From the entries below, copy every line holding the word "pole".
+ + + +
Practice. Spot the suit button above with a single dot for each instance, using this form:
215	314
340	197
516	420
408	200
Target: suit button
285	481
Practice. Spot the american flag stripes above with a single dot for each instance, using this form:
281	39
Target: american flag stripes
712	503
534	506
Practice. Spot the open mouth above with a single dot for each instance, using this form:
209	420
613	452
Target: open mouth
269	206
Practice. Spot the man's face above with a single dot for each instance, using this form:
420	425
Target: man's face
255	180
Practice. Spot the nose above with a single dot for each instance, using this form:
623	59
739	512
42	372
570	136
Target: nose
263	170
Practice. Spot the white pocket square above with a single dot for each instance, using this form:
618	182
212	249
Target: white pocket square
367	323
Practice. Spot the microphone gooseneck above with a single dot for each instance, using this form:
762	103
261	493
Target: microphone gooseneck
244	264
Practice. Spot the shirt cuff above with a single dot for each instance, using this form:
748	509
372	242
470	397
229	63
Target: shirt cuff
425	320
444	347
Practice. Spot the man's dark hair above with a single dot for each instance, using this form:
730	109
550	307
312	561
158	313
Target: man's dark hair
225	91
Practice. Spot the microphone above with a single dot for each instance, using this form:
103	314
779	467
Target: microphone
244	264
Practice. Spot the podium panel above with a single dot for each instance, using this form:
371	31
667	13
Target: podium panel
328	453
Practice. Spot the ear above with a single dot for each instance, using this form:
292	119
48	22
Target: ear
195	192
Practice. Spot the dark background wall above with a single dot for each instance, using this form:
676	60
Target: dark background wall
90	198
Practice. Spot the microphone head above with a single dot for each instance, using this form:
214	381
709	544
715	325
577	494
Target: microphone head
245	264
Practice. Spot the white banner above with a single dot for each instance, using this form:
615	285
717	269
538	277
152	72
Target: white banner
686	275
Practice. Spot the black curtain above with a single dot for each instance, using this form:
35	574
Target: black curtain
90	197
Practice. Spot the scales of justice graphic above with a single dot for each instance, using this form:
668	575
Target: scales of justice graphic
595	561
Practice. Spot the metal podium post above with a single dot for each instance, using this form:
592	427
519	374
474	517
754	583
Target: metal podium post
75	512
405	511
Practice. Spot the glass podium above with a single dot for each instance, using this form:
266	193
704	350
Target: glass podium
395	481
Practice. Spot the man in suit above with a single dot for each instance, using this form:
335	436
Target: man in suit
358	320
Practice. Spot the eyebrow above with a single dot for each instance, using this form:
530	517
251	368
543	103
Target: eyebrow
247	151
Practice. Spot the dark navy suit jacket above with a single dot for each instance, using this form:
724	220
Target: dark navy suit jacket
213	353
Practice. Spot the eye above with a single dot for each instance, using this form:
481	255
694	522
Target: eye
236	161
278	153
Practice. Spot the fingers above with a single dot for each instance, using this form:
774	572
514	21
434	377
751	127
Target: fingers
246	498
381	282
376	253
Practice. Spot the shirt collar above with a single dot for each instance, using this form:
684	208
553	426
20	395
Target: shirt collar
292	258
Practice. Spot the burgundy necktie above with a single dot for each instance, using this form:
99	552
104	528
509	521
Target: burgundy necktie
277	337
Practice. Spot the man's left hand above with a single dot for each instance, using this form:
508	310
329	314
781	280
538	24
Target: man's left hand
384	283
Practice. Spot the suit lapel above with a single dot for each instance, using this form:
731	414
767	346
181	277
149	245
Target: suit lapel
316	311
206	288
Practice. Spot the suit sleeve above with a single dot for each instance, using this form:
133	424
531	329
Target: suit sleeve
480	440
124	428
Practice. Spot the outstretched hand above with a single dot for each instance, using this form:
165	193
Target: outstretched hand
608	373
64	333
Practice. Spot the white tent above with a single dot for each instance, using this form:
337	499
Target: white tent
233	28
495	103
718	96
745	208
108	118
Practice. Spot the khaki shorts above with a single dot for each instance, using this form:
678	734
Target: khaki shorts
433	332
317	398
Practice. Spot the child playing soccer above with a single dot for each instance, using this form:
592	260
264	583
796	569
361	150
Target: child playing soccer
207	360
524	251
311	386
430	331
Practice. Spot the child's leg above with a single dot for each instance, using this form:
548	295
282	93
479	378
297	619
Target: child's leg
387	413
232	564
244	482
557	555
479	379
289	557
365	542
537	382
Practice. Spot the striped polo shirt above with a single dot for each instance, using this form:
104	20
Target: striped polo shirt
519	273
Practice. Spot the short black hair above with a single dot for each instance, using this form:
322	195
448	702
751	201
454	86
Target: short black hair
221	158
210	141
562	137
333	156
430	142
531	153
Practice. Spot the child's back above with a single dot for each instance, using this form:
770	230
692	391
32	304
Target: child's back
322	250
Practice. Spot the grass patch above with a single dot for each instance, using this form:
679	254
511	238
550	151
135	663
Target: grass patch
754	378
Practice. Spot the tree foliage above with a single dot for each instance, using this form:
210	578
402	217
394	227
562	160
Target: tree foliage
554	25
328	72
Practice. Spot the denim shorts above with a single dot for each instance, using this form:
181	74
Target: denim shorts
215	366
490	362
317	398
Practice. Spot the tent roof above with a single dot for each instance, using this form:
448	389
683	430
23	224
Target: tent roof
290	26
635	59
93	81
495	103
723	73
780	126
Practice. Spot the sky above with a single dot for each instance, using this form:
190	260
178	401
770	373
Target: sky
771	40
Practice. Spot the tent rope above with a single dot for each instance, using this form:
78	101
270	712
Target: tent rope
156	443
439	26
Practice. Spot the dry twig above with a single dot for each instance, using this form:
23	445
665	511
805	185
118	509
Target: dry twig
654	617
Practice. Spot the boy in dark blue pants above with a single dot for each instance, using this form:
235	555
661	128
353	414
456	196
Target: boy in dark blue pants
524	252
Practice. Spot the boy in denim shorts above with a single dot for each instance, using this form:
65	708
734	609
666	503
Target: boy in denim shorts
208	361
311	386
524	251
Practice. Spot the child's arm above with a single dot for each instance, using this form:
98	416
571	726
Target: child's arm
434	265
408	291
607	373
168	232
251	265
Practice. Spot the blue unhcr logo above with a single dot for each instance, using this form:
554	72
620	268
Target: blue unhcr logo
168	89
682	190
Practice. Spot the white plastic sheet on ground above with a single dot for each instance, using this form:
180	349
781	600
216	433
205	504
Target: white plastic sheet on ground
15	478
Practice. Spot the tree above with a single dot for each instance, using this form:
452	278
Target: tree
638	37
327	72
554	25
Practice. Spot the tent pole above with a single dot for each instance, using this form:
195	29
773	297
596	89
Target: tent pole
+ + + +
*SOLVED EXERCISE*.
Practice. Spot the tent pole above with a single dot for each instance, using this form:
Target: tent pole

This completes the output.